Stated goal 1
In the passage on Java text formatting, what character separates each limit from its corresponding value in a ChoiceFormat pattern string?
Stated goal 2
Write the next part of the passage on Java text formatting, picking up right after its final sentence.
═════ Source document ═════
Here's a list of the factory methods for text formatters in the java.text package. Again, we'll look at the DateFormat methods in the next chapter.

NumberFormat.getCurrencyInstance( )  NumberFormat.getCurrencyInstance(Locale inLocale)  NumberFormat.getInstance( )  NumberFormat.getInstance(Locale inLocale)  NumberFormat.getNumberInstance( )  NumberFormat.getNumberInstance(Locale inLocale)  NumberFormat.getPercentInstance( )  NumberFormat.getPercentInstance(Locale inLocale) DateFormat.getDateInstance( )  DateFormat.getDateInstance(int style)  DateFormat.getDateInstance(int style, Locale aLocale)  DateFormat.getDateTimeInstance( )  DateFormat.getDateTimeInstance(int dateStyle, int timeStyle)  DateFormat.getDateTimeInstance(int dateStyle, int timeStyle, Locale aLocale)  DateFormat.getInstance( )  DateFormat.getTimeInstance( )  DateFormat.getTimeInstance(int style)  DateFormat.getTimeInstance(int style, Locale aLocale) 

Thus far we've seen how to format numbers as text. Now we'll take a look at a class, ChoiceFormat, that maps numerical ranges to text. ChoiceFormat is constructed by specifying the numerical ranges and the strings that correspond to them. One constructor accepts an array of doubles and an array of Strings, where each string corresponds to the range running from the matching number up to (but not including) the next number in the array:

double[] limits = new double [] {0, 20, 40};  String[] labels = new String [] {"young", "less young", "old"};  ChoiceFormat cf = new ChoiceFormat(limits, labels);  System.out.println(cf.format(12)); // young  System.out.println(cf.format(26)); // less young

You can specify both the limits and the labels using a special string in an alternative ChoiceFormat constructor:

ChoiceFormat cf = new ChoiceFormat("0#young|20#less young|40#old");  System.out.println(cf.format(40)); // old  System.out.println(cf.format(50)); // old

The limit and value pairs are separated by vertical bars (|); the number sign (#) separates each limit from its corresponding value.

ChoiceFormat is most useful for handling pluralization in messages, enabling you to avoid hideous constructions such as, "you have one file(s) open". You can create readable error messages by using ChoiceFormat along with the MessageFormat class. To construct a MessageFormat, pass it a pattern string. A pattern string is a lot like the string you feed to the printf() function in C/C++, although the syntax is different. Arguments are delineated by curly brackets and may include information about how they should be formatted. Each argument consists of a number, an optional type, and an optional style, as summarized in Table 9-3.
═════ Extracted records ═════
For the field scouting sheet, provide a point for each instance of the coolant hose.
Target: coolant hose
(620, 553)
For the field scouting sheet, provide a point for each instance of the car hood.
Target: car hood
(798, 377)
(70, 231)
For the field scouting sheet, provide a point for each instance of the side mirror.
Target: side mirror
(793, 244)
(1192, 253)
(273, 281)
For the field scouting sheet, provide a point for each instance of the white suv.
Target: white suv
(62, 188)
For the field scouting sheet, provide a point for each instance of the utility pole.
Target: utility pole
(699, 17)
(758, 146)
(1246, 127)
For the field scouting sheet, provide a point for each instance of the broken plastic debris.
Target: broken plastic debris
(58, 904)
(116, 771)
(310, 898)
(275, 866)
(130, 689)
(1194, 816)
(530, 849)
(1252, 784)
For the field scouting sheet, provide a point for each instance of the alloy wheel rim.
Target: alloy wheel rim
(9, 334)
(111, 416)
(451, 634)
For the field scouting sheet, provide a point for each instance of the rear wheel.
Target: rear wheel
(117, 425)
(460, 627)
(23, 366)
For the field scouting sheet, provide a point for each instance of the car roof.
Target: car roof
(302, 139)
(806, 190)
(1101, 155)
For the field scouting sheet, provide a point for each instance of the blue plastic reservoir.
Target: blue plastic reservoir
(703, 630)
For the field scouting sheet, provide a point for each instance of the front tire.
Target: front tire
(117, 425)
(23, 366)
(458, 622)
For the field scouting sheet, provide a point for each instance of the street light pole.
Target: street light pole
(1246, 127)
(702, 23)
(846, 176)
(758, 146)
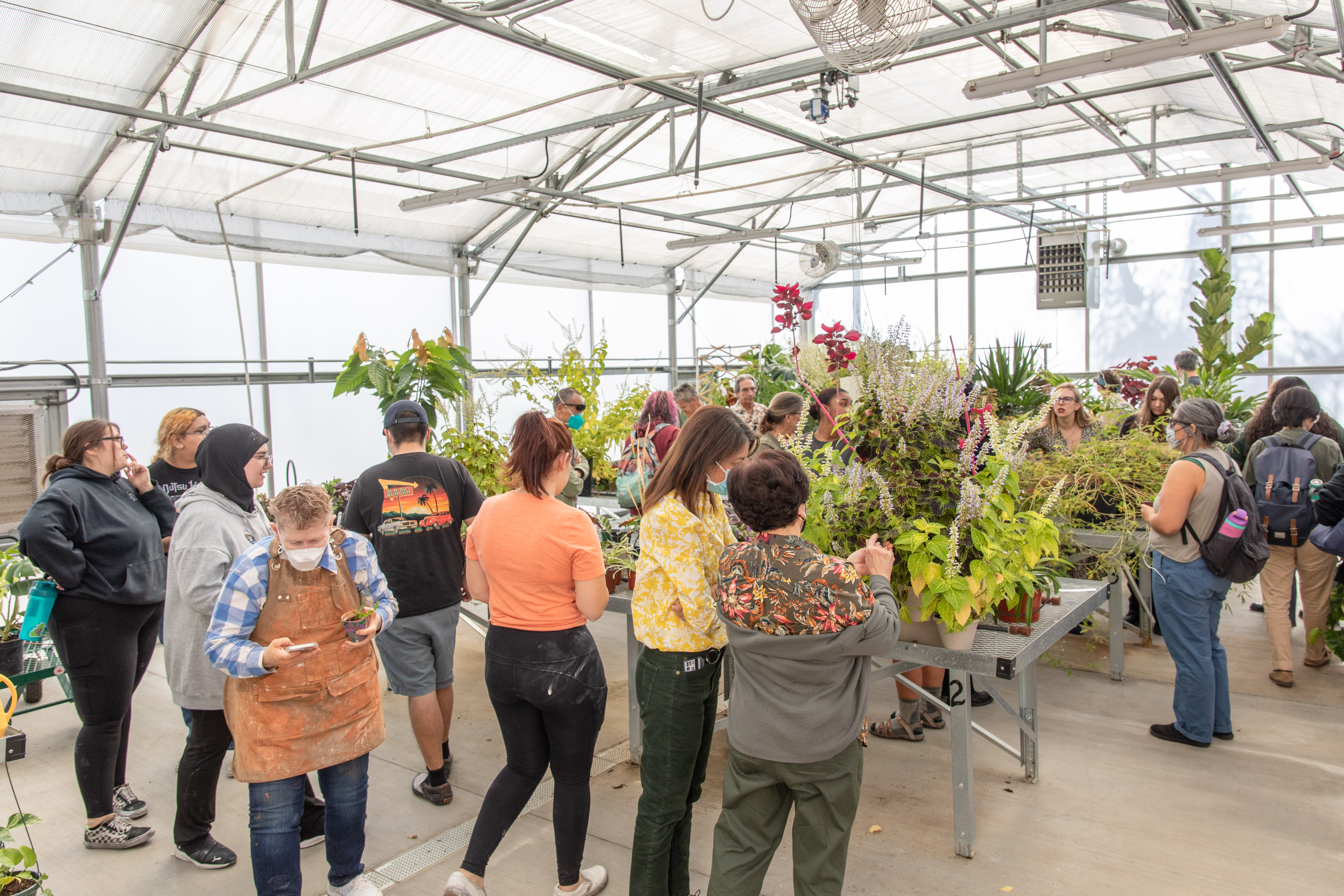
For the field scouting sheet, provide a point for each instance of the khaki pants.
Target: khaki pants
(1316, 574)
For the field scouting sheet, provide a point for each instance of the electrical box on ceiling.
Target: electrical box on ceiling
(1066, 271)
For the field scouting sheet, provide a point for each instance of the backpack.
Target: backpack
(635, 469)
(1237, 559)
(1283, 472)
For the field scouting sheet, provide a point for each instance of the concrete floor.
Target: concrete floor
(1116, 811)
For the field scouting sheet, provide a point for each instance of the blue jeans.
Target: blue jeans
(1189, 601)
(279, 805)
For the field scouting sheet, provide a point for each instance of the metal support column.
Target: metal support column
(1027, 708)
(265, 366)
(93, 310)
(963, 765)
(632, 663)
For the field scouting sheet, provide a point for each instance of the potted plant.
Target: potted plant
(354, 621)
(17, 878)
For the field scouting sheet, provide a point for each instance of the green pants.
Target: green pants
(757, 797)
(677, 712)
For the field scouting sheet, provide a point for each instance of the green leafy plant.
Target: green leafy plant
(17, 577)
(17, 863)
(1213, 323)
(432, 374)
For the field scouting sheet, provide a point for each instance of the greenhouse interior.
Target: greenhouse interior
(741, 319)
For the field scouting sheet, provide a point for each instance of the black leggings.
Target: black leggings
(105, 649)
(549, 690)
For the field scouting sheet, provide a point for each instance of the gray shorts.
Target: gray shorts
(419, 652)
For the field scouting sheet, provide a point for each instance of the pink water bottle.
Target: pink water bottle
(1234, 524)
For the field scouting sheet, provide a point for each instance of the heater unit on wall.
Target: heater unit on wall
(1066, 271)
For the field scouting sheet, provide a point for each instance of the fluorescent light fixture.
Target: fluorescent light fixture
(1265, 170)
(737, 237)
(1272, 225)
(463, 194)
(1191, 44)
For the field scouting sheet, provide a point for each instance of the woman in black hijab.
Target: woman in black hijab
(217, 522)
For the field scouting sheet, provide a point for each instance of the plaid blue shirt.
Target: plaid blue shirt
(228, 645)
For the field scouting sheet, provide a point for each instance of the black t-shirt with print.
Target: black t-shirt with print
(412, 508)
(171, 480)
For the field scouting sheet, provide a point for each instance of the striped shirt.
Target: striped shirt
(228, 645)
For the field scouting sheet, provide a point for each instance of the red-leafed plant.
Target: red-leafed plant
(837, 342)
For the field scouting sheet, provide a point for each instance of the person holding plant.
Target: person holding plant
(1066, 426)
(569, 408)
(217, 520)
(1187, 596)
(542, 668)
(674, 612)
(1292, 554)
(1162, 397)
(100, 536)
(837, 404)
(303, 692)
(780, 421)
(803, 628)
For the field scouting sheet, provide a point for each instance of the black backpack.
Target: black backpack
(1283, 472)
(1238, 559)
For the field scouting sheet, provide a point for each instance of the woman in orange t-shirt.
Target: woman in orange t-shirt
(538, 563)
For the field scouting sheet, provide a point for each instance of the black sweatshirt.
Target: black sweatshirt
(99, 538)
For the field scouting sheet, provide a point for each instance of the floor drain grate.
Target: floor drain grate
(456, 839)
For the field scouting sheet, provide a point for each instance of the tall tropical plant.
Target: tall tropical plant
(432, 374)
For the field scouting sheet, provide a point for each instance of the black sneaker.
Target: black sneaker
(116, 833)
(127, 804)
(210, 855)
(1170, 733)
(440, 796)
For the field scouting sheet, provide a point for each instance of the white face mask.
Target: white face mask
(306, 559)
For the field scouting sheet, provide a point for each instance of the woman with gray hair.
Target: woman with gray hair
(1187, 596)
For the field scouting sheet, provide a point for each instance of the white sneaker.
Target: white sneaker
(592, 880)
(460, 886)
(357, 887)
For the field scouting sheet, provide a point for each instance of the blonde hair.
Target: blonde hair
═════
Exercise output 1
The number sign (#).

Exercise output 2
Table 9-3. MessageFormat arguments

Type

Styles

Choice

Pattern

Date

short, medium, long, full, pattern

Number

integer, percent, currency, pattern

Time

short, medium, long, full, pattern

Let's use an example to clarify all this:

MessageFormat mf = new MessageFormat("You have {0} messages.");  Object[] arguments = {"no"};  System.out.println(mf.format(arguments)); // "You have no messages."

We start by constructing a MessageFormat object; the argument to the constructor is the pattern on which messages are based. The special incantation {0} means "use element zero from the array of arguments supplied to the format() method." When we generate a message by calling format(), we pass in values to replace the placeholders ({0}, {1}, ... ) in the template. In this case, we pass the array arguments[] to mf.format; this substitutes arguments[0], yielding the result, You have no messages.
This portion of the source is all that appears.